• _EXTRACT TO READ_:
* * * * *
The 60 hours of film from the 1961 shoot was edited down to 4 hours, according to editor Gerald Feil. This was further edited to a 100-minute feature that was shown at the 1963 Cannes Film Festival (9 to 22 May), but the cuts necessitated that new audio transitions and some dialog changes be dubbed into the film more than a year after shooting. The voice of James Aubrey, who played Ralph, had dropped three octaves and was electronically manipulated to better approximate his earlier voice, but it is still significantly different. Tom Chapin, who played Jack, had lost his English accent and another boy's voice was used to dub his parts. The U.S. distributor insisted the film be further edited to 90 minutes, so one fire scene and scenes developing the character of Ralph were cut.

In 1996, Peter Brook organised a reunion for the cast members for a documentary film titled Time Flies. Brook was "curious to know what the years had done to his cast, and what effect the isolated months of filming had had on their lives". Although none seemed damaged by their time working on the film, Simon Surtees, one of a pair of twin brothers who played Sam and Eric, "put his finger unerringly on the ethical dilemma. The problem is that most of us are not trained artists, so I now believe Peter runs the risk of abandoning us to our fate, just as he did in 1961, when he plucked us from our schools and our homes, put us on the island, then cast us back to live our lives as if nothing would ever change."
* * * * *
• _DO THIS_:
Summarize the passage about the film's editing and cast reunion in two sentences. The entries that follow can be left aside.

• _RECORDED INFORMATION_:
* * * * *
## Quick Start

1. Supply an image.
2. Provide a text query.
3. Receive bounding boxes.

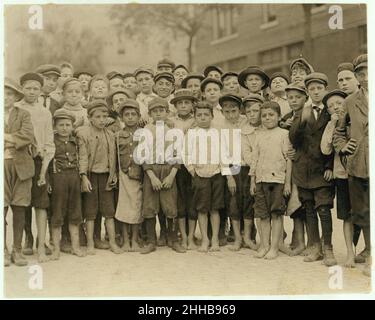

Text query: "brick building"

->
[194,4,367,87]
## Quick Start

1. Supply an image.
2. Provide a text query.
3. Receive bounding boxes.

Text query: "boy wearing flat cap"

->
[3,78,35,267]
[238,66,269,95]
[270,72,291,117]
[334,54,371,276]
[115,99,143,252]
[141,97,186,254]
[156,58,175,73]
[77,99,122,255]
[289,72,336,266]
[181,73,204,101]
[50,108,84,260]
[172,64,189,89]
[15,73,55,262]
[171,89,198,250]
[134,67,157,127]
[35,64,61,115]
[203,65,224,80]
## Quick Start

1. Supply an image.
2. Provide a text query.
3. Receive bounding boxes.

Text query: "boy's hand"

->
[163,174,174,189]
[341,138,357,154]
[250,177,256,196]
[150,177,163,191]
[324,169,333,182]
[81,175,92,192]
[227,176,237,196]
[284,183,292,198]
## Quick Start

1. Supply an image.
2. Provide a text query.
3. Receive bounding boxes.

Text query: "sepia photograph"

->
[2,0,372,300]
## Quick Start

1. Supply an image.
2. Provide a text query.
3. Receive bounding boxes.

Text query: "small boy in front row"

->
[249,102,292,259]
[77,99,122,255]
[50,108,85,260]
[116,99,143,252]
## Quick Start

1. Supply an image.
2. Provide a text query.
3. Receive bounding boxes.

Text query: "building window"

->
[262,4,277,24]
[358,25,367,53]
[212,5,239,40]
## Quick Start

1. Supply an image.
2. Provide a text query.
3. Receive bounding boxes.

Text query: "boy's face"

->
[186,78,202,99]
[337,70,359,95]
[112,93,128,112]
[63,82,82,106]
[55,119,73,137]
[291,67,307,85]
[150,106,168,122]
[78,74,92,92]
[4,87,19,109]
[90,80,108,99]
[154,78,174,98]
[307,81,327,104]
[89,108,108,130]
[271,77,288,93]
[245,102,260,127]
[355,67,368,90]
[176,99,193,116]
[122,108,140,128]
[136,72,154,94]
[204,82,220,104]
[223,76,240,93]
[286,90,307,111]
[327,95,345,115]
[109,77,125,91]
[207,70,221,80]
[22,80,42,103]
[60,67,73,80]
[260,108,280,129]
[222,101,240,123]
[42,74,59,94]
[245,74,264,93]
[173,68,188,86]
[195,109,213,129]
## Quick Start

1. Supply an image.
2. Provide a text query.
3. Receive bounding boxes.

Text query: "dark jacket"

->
[4,106,35,181]
[289,108,333,189]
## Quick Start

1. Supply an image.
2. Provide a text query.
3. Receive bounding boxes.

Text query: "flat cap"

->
[305,72,328,88]
[201,78,223,92]
[85,99,109,115]
[203,65,224,78]
[118,99,140,115]
[322,89,348,108]
[170,89,198,104]
[20,72,44,86]
[219,94,242,108]
[35,64,61,77]
[148,97,169,111]
[53,108,76,122]
[238,66,270,89]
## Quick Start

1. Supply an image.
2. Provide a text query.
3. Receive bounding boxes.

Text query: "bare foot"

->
[254,247,270,259]
[279,243,293,256]
[344,255,355,268]
[229,241,241,251]
[121,241,132,252]
[51,250,60,261]
[86,246,95,256]
[72,248,86,258]
[198,241,209,252]
[264,249,280,260]
[188,239,198,250]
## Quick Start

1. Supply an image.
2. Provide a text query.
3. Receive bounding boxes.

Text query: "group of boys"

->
[4,55,370,273]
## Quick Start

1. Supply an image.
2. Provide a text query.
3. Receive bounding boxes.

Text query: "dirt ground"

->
[4,209,371,298]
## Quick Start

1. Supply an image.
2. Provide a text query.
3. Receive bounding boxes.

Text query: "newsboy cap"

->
[305,72,328,88]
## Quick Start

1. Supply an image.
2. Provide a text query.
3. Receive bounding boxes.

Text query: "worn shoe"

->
[11,250,28,267]
[303,243,323,262]
[140,243,156,254]
[323,246,337,267]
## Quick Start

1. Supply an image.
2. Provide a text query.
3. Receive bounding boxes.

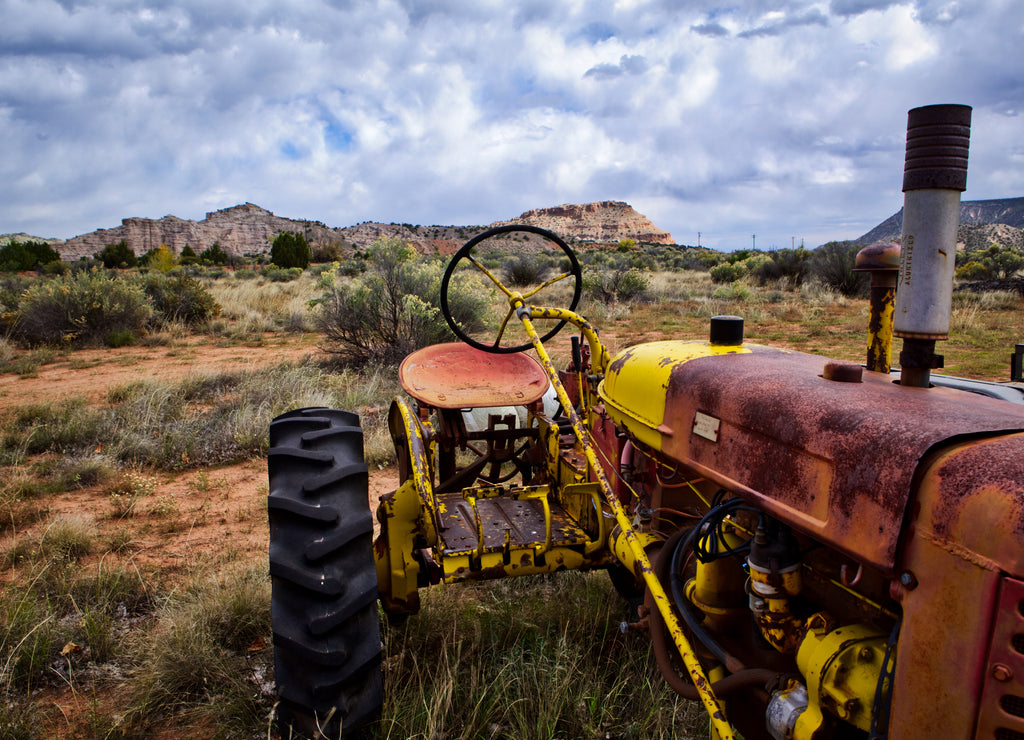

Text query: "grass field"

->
[0,264,1024,740]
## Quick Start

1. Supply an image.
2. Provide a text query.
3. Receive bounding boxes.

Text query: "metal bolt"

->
[992,663,1014,684]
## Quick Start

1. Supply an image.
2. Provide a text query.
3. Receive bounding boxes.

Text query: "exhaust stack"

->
[894,105,971,388]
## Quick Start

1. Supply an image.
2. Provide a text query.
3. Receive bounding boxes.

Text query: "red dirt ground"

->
[0,335,397,738]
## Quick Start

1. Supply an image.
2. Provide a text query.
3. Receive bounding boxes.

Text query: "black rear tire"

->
[267,408,383,739]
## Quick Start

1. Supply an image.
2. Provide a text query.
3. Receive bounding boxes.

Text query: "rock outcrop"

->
[56,203,342,260]
[54,201,673,260]
[492,201,675,244]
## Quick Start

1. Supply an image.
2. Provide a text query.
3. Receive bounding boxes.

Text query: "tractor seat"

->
[398,342,550,408]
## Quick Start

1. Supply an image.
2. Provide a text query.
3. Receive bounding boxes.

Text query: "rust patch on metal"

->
[398,342,549,408]
[662,347,1024,572]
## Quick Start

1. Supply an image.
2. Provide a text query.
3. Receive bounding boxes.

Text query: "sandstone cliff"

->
[492,201,675,244]
[54,201,673,260]
[56,203,341,260]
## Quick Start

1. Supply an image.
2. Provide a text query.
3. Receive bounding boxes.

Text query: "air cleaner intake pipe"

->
[894,105,971,388]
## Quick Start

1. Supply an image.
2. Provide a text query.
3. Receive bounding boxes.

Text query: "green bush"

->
[199,242,230,265]
[313,240,487,366]
[178,245,199,265]
[710,262,745,282]
[5,271,152,346]
[93,240,138,270]
[956,260,992,280]
[809,242,868,297]
[503,255,551,288]
[144,272,220,325]
[751,249,810,288]
[270,231,312,270]
[0,241,60,272]
[583,267,650,303]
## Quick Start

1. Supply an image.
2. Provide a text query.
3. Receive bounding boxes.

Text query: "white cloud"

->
[0,0,1024,248]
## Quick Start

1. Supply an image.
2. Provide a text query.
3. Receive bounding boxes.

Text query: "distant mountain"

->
[855,198,1024,244]
[54,201,673,260]
[492,201,675,244]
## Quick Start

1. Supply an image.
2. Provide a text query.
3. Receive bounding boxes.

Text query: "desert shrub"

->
[270,231,312,270]
[126,567,270,734]
[503,255,551,288]
[178,245,199,265]
[309,242,341,264]
[262,267,302,282]
[93,240,138,269]
[956,260,992,280]
[199,242,230,265]
[710,262,745,282]
[956,244,1024,280]
[0,241,60,272]
[583,267,650,303]
[138,244,178,272]
[313,240,486,366]
[809,242,868,297]
[144,272,220,325]
[751,249,810,287]
[9,271,152,346]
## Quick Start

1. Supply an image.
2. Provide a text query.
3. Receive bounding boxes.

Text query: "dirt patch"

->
[0,335,397,581]
[0,334,318,408]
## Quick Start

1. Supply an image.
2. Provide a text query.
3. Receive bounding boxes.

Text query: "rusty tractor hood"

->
[598,342,1024,572]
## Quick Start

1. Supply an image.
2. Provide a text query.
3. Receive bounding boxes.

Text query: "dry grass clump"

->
[373,572,706,738]
[209,272,319,336]
[0,364,396,474]
[125,564,273,736]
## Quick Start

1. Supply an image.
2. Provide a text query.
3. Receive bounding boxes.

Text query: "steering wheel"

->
[441,224,583,354]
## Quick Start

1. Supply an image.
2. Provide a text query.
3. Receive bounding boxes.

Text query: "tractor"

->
[268,105,1024,740]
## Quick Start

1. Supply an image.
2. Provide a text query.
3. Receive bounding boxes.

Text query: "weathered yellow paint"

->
[597,341,751,450]
[793,613,887,740]
[520,301,741,740]
[374,397,437,608]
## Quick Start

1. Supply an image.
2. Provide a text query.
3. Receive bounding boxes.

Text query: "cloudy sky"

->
[0,0,1024,249]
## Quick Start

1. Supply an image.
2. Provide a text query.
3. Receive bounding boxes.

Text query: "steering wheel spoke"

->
[441,224,583,354]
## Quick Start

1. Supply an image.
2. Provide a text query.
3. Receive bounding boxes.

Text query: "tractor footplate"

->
[437,492,588,557]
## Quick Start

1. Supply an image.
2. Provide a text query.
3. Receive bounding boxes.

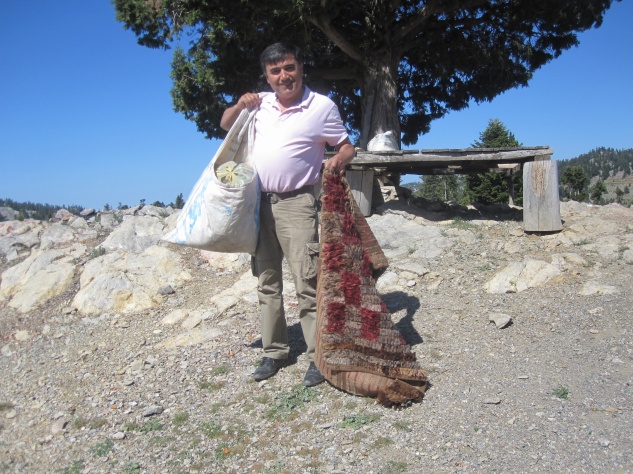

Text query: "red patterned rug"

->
[315,171,427,406]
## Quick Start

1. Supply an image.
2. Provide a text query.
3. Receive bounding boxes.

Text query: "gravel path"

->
[0,202,633,474]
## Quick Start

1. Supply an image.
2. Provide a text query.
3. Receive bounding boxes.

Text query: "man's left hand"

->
[324,138,355,174]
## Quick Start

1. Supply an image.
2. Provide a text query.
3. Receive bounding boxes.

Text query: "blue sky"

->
[0,0,633,209]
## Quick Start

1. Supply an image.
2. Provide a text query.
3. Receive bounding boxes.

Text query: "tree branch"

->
[394,0,489,43]
[308,16,363,63]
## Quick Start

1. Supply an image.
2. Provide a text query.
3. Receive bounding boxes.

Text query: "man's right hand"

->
[235,92,262,112]
[220,92,262,130]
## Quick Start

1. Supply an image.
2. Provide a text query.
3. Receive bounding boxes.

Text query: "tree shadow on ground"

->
[382,291,424,346]
[376,198,523,222]
[248,322,308,365]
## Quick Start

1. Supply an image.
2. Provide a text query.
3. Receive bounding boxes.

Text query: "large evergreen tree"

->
[560,166,589,201]
[466,119,523,204]
[113,0,619,147]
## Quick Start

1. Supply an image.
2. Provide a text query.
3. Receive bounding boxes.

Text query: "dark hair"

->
[259,43,303,74]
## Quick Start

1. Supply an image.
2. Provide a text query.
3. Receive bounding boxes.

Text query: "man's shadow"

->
[382,291,424,347]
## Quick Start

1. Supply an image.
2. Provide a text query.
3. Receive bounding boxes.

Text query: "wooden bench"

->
[338,146,562,232]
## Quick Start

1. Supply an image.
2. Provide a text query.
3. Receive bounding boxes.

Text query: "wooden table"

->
[338,146,562,232]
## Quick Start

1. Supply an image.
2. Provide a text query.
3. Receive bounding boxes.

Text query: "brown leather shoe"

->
[301,362,325,387]
[251,357,288,382]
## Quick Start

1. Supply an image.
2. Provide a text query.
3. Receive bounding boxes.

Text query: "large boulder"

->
[101,216,166,254]
[0,244,86,313]
[485,258,561,294]
[0,220,43,261]
[367,214,453,260]
[73,246,191,315]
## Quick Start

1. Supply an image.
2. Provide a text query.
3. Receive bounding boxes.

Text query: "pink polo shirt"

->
[253,87,347,193]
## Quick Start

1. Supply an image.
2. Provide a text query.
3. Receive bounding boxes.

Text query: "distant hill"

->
[0,199,83,221]
[558,147,633,202]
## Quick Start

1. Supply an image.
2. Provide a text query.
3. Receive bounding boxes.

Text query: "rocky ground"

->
[0,198,633,474]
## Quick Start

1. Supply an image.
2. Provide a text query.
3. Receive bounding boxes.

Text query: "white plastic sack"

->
[367,130,400,151]
[162,109,260,254]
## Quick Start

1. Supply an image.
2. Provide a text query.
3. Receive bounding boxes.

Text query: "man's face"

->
[266,55,303,104]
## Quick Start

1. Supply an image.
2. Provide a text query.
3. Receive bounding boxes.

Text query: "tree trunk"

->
[360,51,400,149]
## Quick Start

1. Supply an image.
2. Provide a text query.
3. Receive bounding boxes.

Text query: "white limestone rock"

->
[73,246,191,315]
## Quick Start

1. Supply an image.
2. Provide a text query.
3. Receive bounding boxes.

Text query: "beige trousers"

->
[253,186,319,361]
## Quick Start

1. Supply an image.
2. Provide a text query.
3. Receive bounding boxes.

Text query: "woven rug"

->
[315,171,427,406]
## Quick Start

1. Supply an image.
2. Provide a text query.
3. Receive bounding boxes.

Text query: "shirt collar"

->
[262,85,314,110]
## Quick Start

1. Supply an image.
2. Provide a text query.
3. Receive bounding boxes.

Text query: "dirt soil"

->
[0,202,633,474]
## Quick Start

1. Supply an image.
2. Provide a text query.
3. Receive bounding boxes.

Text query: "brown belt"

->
[262,184,314,204]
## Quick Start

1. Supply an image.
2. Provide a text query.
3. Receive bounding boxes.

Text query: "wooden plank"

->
[345,169,374,217]
[523,161,563,232]
[352,148,552,166]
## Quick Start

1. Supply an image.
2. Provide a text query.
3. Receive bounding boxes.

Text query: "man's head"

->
[259,43,303,75]
[259,43,303,107]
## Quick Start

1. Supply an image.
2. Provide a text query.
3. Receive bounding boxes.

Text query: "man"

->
[220,43,354,387]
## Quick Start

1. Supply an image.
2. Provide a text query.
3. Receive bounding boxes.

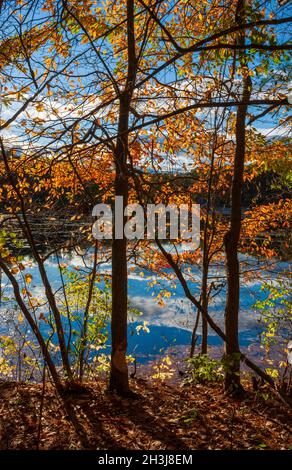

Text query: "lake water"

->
[0,250,289,362]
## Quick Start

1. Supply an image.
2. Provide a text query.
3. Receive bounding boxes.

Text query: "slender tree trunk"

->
[224,1,251,395]
[201,268,208,354]
[109,0,137,395]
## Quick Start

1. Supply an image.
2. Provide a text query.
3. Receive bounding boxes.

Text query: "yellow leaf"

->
[24,274,32,284]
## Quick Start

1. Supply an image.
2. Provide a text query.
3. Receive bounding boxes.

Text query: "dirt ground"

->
[0,379,292,450]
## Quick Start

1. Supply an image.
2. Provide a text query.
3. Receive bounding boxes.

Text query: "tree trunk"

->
[109,0,137,395]
[224,1,251,395]
[201,270,208,354]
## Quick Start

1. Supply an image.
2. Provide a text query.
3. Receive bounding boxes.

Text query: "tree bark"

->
[224,0,251,395]
[109,0,137,395]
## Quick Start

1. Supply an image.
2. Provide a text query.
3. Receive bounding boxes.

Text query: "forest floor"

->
[0,379,292,450]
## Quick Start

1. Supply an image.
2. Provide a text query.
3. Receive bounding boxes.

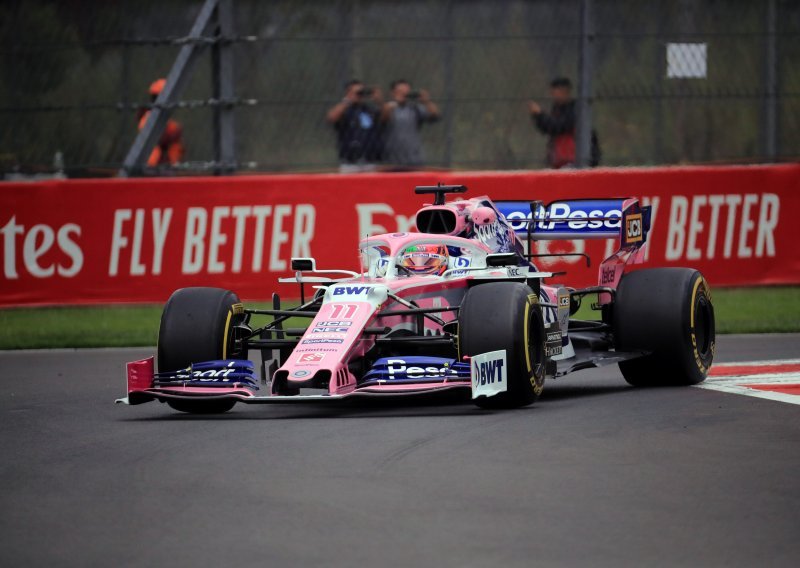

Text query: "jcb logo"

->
[625,213,642,243]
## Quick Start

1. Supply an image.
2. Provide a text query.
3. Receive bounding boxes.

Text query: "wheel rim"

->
[527,309,544,382]
[694,295,714,357]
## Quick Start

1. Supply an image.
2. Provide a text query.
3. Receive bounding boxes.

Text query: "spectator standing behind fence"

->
[139,79,185,168]
[381,79,439,169]
[327,79,383,173]
[528,77,600,169]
* * * * *
• _ANSWER TO THIS PROBLEM_:
The 60 hours shot in 1961 were cut down to a 100-minute feature for the 1963 Cannes Film Festival, which required dubbing new audio more than a year later, including altered or replaced voices for the actors playing Ralph and Jack, and the U.S. distributor then had it trimmed to 90 minutes. In 1996 Peter Brook reunited the cast for the documentary Time Flies, where Simon Surtees argued that Brook risked abandoning the untrained cast to their fate, as he had in 1961.